__Document passage__.

The Religious History Association holds a regular conference in association with the meetings of the Australian Historical Association on a selected theme. It also provides small grant funding for workshops.

2019 The European Academy of Religion held it’s second round of accepted panels.

On the website were the list of panels and Author Meets Critique sessions submitted and successfully evaluated by EuARe Executive Board.

Many of the accepted panels were also open to paper proposals.


2019: RHA Stream/Australian Historical Association Annual Conference 2019

The Religious History Association is affiliated to the Australian Historical Association, which held it’s Annual Conference in 2019 on 8-12 July at the University of Southern Queensland, Toowoomba.

The conference theme was ‘Local Communities, Global Networks’.  This is of great relevance to those working in aspects of religious history.

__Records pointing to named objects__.
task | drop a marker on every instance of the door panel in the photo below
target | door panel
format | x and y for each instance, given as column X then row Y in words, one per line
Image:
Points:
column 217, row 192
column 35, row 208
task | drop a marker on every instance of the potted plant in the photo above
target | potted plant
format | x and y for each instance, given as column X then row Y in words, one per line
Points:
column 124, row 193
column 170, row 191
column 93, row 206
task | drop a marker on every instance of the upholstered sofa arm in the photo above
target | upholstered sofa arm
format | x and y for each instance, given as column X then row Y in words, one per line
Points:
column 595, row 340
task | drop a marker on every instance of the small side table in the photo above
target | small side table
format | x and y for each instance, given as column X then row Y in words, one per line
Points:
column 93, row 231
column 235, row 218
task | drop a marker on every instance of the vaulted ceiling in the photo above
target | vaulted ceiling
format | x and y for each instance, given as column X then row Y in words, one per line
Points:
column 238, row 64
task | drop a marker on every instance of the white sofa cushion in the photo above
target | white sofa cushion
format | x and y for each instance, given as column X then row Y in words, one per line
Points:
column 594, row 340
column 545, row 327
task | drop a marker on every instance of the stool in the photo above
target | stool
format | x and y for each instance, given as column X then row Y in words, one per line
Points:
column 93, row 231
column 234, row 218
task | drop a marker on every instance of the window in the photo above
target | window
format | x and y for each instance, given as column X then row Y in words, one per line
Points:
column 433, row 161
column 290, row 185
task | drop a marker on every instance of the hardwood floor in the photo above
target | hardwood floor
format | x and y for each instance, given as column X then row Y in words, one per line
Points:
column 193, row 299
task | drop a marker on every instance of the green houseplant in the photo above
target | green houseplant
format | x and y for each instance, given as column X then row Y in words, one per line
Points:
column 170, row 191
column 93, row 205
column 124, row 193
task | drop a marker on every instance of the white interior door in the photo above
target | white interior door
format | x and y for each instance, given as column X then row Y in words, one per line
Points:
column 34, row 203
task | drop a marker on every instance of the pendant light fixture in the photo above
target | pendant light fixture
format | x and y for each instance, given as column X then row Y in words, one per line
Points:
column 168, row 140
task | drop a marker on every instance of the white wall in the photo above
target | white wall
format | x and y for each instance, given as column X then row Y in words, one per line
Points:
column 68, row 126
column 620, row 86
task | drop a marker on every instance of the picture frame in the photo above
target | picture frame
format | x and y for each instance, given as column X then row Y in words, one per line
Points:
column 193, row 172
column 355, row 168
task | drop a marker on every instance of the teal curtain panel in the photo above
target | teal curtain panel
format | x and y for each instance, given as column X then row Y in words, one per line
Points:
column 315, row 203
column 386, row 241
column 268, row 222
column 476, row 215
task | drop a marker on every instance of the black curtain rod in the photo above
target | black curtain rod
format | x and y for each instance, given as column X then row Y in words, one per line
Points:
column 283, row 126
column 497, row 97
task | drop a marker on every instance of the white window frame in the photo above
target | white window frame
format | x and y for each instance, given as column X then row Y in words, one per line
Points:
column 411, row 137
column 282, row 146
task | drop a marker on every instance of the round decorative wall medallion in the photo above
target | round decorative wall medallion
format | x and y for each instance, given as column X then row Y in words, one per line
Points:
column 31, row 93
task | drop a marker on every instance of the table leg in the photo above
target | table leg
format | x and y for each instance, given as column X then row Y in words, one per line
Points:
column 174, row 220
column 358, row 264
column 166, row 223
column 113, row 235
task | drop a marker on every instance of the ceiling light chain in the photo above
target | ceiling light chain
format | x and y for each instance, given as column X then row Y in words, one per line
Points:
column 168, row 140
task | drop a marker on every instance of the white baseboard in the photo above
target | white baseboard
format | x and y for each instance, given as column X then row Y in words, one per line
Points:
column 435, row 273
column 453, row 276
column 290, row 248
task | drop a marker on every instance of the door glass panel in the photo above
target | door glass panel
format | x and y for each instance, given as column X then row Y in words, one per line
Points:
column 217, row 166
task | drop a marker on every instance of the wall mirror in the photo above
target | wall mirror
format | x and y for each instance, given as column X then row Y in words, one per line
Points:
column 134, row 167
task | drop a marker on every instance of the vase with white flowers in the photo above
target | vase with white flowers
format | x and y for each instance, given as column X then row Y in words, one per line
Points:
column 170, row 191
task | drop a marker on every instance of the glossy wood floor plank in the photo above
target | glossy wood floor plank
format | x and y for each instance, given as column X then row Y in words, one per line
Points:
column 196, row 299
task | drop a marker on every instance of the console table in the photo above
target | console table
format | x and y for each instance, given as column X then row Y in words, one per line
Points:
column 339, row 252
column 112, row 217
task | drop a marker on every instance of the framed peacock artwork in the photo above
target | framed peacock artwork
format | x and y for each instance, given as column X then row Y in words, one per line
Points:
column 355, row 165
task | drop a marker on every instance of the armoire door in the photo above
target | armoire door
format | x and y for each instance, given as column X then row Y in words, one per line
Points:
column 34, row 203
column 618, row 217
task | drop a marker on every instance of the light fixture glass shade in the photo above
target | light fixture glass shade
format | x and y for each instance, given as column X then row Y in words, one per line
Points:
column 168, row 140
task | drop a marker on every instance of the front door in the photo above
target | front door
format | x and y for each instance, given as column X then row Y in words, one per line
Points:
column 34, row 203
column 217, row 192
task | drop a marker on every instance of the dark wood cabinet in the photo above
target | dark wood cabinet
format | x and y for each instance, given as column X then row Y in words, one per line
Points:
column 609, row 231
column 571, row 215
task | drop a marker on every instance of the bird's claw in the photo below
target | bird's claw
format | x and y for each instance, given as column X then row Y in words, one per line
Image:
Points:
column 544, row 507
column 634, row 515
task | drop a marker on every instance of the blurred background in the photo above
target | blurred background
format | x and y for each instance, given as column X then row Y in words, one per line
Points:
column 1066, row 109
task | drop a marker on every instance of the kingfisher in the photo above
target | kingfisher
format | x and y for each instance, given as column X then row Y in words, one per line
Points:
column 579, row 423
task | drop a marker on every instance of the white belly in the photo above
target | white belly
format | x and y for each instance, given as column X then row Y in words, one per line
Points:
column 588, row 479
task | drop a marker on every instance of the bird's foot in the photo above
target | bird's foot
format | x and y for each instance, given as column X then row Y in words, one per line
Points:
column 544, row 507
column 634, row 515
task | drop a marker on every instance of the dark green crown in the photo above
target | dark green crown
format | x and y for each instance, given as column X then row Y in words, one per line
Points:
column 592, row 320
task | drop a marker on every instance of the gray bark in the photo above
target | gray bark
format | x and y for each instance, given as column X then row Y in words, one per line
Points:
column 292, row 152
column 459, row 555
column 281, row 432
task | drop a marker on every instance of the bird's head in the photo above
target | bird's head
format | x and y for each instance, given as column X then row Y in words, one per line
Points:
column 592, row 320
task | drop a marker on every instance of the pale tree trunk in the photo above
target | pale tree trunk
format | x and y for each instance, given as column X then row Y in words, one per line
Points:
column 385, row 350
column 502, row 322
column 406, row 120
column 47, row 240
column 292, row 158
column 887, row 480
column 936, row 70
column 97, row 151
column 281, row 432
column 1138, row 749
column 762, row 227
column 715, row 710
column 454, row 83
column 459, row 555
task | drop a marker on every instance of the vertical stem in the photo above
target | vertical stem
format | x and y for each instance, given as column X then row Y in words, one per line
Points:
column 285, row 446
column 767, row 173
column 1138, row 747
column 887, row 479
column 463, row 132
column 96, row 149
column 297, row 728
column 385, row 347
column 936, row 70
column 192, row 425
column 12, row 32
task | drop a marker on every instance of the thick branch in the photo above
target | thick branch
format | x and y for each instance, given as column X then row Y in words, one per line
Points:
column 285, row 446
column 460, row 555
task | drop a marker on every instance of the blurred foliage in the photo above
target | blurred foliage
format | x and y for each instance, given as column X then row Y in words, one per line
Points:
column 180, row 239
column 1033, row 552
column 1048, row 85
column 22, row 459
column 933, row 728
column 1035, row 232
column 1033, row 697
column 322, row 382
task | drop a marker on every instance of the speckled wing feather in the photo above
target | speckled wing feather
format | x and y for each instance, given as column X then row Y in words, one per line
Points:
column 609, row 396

__Your goal__. Return, word for word, the stretch of the Religious History Association passage from "The Religious History Association is" through "of religious history.". The records were taken from a different source than the text.

__Complete output__.
The Religious History Association is affiliated to the Australian Historical Association, which held it’s Annual Conference in 2019 on 8-12 July at the University of Southern Queensland, Toowoomba.

The conference theme was ‘Local Communities, Global Networks’.  This is of great relevance to those working in aspects of religious history.